» Provided data
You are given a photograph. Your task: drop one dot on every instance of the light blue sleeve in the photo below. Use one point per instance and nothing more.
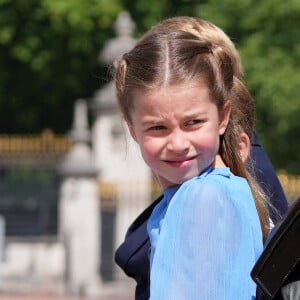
(206, 245)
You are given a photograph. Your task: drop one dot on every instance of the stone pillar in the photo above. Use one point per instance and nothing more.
(79, 224)
(122, 167)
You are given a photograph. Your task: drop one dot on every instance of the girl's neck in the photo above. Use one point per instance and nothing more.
(218, 162)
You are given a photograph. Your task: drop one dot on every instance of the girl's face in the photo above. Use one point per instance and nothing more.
(177, 129)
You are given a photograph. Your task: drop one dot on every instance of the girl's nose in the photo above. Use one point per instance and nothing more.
(178, 142)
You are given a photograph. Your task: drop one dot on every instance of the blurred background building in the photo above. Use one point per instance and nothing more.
(67, 200)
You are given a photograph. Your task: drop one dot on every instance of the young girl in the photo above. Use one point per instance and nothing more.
(174, 90)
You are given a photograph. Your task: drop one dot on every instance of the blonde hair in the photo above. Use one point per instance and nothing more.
(182, 49)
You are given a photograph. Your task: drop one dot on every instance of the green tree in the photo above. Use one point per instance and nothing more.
(267, 35)
(49, 50)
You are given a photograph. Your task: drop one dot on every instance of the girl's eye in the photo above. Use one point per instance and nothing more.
(193, 122)
(157, 128)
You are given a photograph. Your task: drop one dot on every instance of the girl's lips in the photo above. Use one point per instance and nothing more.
(181, 163)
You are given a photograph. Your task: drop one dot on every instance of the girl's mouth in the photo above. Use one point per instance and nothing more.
(181, 163)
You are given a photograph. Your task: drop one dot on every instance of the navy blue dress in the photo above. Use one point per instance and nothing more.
(133, 254)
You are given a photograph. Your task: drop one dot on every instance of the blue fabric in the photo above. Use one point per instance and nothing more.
(205, 238)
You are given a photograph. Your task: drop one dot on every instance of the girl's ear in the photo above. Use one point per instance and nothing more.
(131, 130)
(244, 146)
(224, 117)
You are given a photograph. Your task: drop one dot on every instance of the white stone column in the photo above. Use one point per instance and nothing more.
(79, 212)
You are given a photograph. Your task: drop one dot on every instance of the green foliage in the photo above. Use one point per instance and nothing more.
(48, 58)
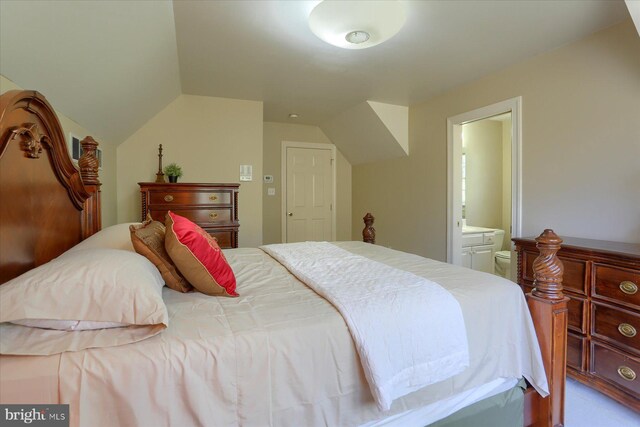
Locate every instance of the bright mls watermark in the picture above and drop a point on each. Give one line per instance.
(34, 415)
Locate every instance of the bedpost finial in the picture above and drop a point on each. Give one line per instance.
(368, 233)
(547, 267)
(160, 174)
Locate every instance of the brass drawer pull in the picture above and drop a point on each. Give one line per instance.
(627, 330)
(626, 373)
(628, 287)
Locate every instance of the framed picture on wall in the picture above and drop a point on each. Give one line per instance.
(76, 150)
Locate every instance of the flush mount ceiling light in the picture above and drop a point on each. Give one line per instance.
(356, 24)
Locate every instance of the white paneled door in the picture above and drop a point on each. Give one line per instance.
(309, 194)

» What the exercise asks
Please update every line of the listing above by replacing "drop one dot" with "place one marker", keeping everything else unchanged. Leave the pictures out of your answer.

» Solution below
You are given a photograph. Your task: place one marker on every instance of the light blue sleeve in the photo below. Use one point per instance and nothing more.
(206, 245)
You are given a photograph. Your task: place one marker on every instance of the stone pillar in the photo above. Use one point per instance and nothing more.
(79, 224)
(122, 167)
You are given a photograph. Your task: place one marker on every instance of the girl's neck in the photo above. Use one point per instance and nothing more.
(218, 162)
You are given a photograph. Your task: place one marker on every instance of the girl's face in the photo above. Use one point per instance and nothing more.
(177, 129)
You are given a photograph. Your task: place one marker on every instance of the girl's nose in the photo above. Use one point per instance and nothing more.
(178, 142)
You are given a photograph. Your task: place one marker on every instance of the blurred background building in the photo above. Use one point per instance and nothing more.
(67, 200)
You are given a photograph. Your task: place one marker on every instance of the young girl in the photo above. Use one point per instance and nothing more.
(174, 90)
You are given a photograph. Your task: place one marker on every instance of the blonde hair in the photo above. Use one point per instance and nothing more.
(182, 49)
You are given a photograph. Your task: place one marker on every instance of the green tree in the photo above. Use one point per instance and nothing more.
(267, 35)
(49, 50)
You are given a photograph. Your task: place one marker on every instance of the girl's eye in the photo above. Use one point per instance and nothing more.
(193, 122)
(157, 128)
You are given a photograph. Your task: place one marker on every instance of the girl's lips in the photo above. Use one point per instance and nothing more.
(181, 163)
You are given a photograph. Your task: place one marker on every instance of the girl's mouth in the photo above. Use one point per instance and nothing more.
(181, 163)
You are given a photograph. Your task: place one marker on every instance of the navy blue dress in the photo above. Use one point per instance and nothing more.
(133, 254)
You are given a photograph. Your task: place one marker on every instance of the blue fabric in the photo above. Use one point per instance and nothing more.
(205, 238)
You are given a photograph. Your task: place one marker on every instance of the girl's ear in the photo above. Use one point per instance and nothing more.
(131, 130)
(244, 146)
(224, 117)
You are given a photograph. Your task: place one marker on every instance of the white stone column in the photo above. Use one point per instance and nothing more.
(79, 212)
You are given a photograph. Your task: place one marker on every instance of the green foliage in the photo above. Use one point per instance and nothing more.
(48, 58)
Locate every instance of the bright mls watermark in the picture above and drop a point on each. Give one line per instance.
(34, 415)
Locate every instance of the bedpost finial in the picture above and drop a point on each. Give one line per instance.
(368, 233)
(547, 267)
(160, 174)
Locate every instance of the brass drawer pull in the picture above and drop a point on each. Give one line per instance.
(627, 330)
(626, 373)
(628, 287)
Locate every instance of the framed picture on wall in the picture above and drop a point on each. Give one line per instance.
(76, 150)
Locate every instance of the flush mount ceiling light in the picture above and drop a point on each. Give one line per instance.
(356, 24)
Locate every instance of the white paneled door in the picture above and drop a point on each. Give one line per instance.
(309, 194)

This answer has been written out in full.